• **Set problem**:
Could you repeat all the rows below word for word, keeping every line unchanged and in the same order?

==== Excerpted records ====

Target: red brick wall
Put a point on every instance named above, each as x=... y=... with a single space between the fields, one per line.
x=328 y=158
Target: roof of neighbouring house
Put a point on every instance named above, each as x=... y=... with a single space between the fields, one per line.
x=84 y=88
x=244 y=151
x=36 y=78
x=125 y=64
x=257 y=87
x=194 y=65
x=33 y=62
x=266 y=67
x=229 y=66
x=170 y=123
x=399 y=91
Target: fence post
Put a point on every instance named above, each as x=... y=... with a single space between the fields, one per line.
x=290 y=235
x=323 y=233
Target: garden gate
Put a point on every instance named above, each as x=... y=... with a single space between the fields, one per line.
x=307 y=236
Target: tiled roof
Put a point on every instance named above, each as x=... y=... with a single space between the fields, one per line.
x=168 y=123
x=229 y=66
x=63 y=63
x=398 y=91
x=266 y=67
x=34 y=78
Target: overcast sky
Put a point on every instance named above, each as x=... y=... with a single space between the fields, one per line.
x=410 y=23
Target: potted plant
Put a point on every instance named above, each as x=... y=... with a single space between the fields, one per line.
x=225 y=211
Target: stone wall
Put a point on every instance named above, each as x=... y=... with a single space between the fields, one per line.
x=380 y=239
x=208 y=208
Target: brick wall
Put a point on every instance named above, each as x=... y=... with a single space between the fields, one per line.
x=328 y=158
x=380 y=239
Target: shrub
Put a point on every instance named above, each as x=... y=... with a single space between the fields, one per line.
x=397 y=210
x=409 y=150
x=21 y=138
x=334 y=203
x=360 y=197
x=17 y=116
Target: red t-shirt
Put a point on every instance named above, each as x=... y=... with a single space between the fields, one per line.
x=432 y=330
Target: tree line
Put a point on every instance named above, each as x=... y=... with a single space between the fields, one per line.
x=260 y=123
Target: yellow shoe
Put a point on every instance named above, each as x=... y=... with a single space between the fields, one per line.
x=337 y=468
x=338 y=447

====

• **Task result**:
Target: red brick wall
Put a point on every instance named above, each as x=... y=... with a single space between the fields, one per line.
x=328 y=158
Target: roof of neighbouring house
Put a point on every instance named above, each as x=... y=... with a single space between the fields, one per line.
x=84 y=88
x=244 y=151
x=36 y=78
x=125 y=64
x=257 y=87
x=194 y=65
x=33 y=62
x=266 y=67
x=229 y=66
x=170 y=123
x=399 y=91
Target: fence post
Put a point on every instance named above, each as x=... y=... with a single space between the fields, one per line.
x=290 y=235
x=323 y=233
Target: garden gate
Put a point on every instance named above, each as x=... y=... with a single space between the fields, one per line.
x=307 y=236
Target: tiled roof
Put a point on every instance named above, each as x=... y=... with a single space between the fields, one per line.
x=168 y=123
x=229 y=66
x=63 y=63
x=398 y=91
x=266 y=67
x=34 y=78
Target: overcast sky
Put a point on every instance named above, each as x=... y=... with a single space between the fields, one per line.
x=410 y=23
Target: potted plant
Put a point on every instance named above, each as x=... y=... with a single space between the fields, one per line.
x=225 y=211
Target: stone wall
Put a point on every instance named above, each as x=... y=... with a single space between the fields, one per line.
x=380 y=239
x=208 y=208
Target: brick wall
Put a point on every instance named above, each as x=... y=... with a single space between the fields, one per line.
x=328 y=158
x=380 y=239
Target: shrub
Put a point on every instance named above, each as x=... y=... with a single space between the fields, one per line.
x=397 y=210
x=409 y=150
x=21 y=138
x=334 y=203
x=360 y=197
x=17 y=116
Target: red t-shirt
Put a point on every instance named above, each as x=... y=... with a single space between the fields, one per line.
x=432 y=330
Target: tree line
Put a point on every instance named above, each as x=... y=... with a single space between the fields, one per line.
x=260 y=123
Target: yellow shoe
Put a point on every instance named above, each as x=... y=... with a single space between the fields, one per line.
x=337 y=468
x=338 y=447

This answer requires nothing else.